Task statement:
Convert the listing below into a Markdown table with the columns Row and Line: number each non-blank line in order and put its text in Line. Leave out blank lines.

Source material:

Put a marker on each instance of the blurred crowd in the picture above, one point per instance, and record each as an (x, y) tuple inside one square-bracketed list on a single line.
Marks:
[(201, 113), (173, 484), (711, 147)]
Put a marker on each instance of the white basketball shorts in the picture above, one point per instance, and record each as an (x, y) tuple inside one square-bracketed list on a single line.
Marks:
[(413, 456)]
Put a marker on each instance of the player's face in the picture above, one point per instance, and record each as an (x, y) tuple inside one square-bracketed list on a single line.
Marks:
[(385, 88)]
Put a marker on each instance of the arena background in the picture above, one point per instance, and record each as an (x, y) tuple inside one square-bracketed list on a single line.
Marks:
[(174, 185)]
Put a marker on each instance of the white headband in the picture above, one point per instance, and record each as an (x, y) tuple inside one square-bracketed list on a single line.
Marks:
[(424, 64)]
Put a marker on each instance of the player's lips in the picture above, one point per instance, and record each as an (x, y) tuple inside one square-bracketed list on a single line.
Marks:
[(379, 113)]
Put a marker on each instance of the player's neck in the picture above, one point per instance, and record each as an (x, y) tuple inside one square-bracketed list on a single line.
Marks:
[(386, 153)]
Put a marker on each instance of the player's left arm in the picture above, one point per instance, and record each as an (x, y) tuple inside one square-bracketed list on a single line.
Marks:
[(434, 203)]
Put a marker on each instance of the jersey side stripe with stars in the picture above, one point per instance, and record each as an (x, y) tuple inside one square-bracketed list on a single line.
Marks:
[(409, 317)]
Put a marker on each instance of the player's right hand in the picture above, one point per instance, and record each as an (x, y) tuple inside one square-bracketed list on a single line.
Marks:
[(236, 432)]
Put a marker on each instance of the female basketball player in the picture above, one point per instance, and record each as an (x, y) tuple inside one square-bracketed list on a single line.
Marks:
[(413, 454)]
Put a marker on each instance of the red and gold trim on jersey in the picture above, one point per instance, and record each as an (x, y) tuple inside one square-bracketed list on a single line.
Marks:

Solution to this exercise:
| Row | Line |
|---|---|
| 1 | Put a marker on each instance of the blurred crowd in the picture above, one point per instance, and record each as an (x, y) tuple inside one square-bracketed list on a single line. |
| 2 | Marks: |
| 3 | [(201, 113), (173, 484), (711, 147)] |
| 4 | Put a marker on each instance of the white basketball shorts in the picture above, one point per instance, and record each as an (x, y) tuple inside one square-bracketed list on a single line. |
| 5 | Marks: |
| 6 | [(413, 456)] |
| 7 | Put a marker on each instance of the player's face in the picture above, one point per instance, and record each as an (x, y) tuple inside one square-bracketed list on a single line. |
| 8 | Marks: |
| 9 | [(385, 88)] |
| 10 | Put a marker on each instance of the arena background in the picture above, one point per instance, and record each as an (x, y) tuple inside one square-bracketed list on a single line. |
| 11 | Marks: |
| 12 | [(174, 185)] |
| 13 | Put a marker on each instance of the white headband in the picture above, one point per instance, and record each as an (x, y) tuple inside one square-bracketed list on a single line. |
| 14 | Marks: |
| 15 | [(424, 64)] |
| 16 | Put a marker on each instance of the player's lips in the picture above, one point per instance, and record each as an (x, y) tuple inside one square-bracketed list on a single line. |
| 17 | Marks: |
| 18 | [(379, 113)] |
| 19 | Put a marker on each instance of the player's neck in the picture above, one point per instance, and record each as an (x, y) tuple inside one square-bracketed list on a single line. |
| 20 | Marks: |
| 21 | [(386, 153)] |
| 22 | Put a marker on each instance of the player's left arm in the picture above, one point per instance, and record each as an (x, y) tuple inside one square-bracketed list on a single line. |
| 23 | Marks: |
| 24 | [(434, 203)] |
| 25 | Put a marker on each instance of the jersey side stripe with stars in the picture above, one point per instance, and record each as an (x, y) tuple inside one square-bracketed list on a single line. |
| 26 | Marks: |
| 27 | [(409, 317)] |
| 28 | Put a marker on each instance of the player's right hand in the picture above, one point per instance, and record each as an (x, y) tuple inside one square-bracketed list on a single line. |
| 29 | Marks: |
| 30 | [(236, 432)] |
| 31 | Put a marker on each instance of the female basketball player in the picture above, one point per instance, and record each as an (x, y) tuple inside one square-bracketed list on a single line. |
| 32 | Marks: |
| 33 | [(413, 454)] |
| 34 | Put a marker on each instance of the red and gold trim on jersey in the picture above, one point per instance, and record each as an (x, y) tuple inside one square-bracketed list on a single line. |
| 35 | Marks: |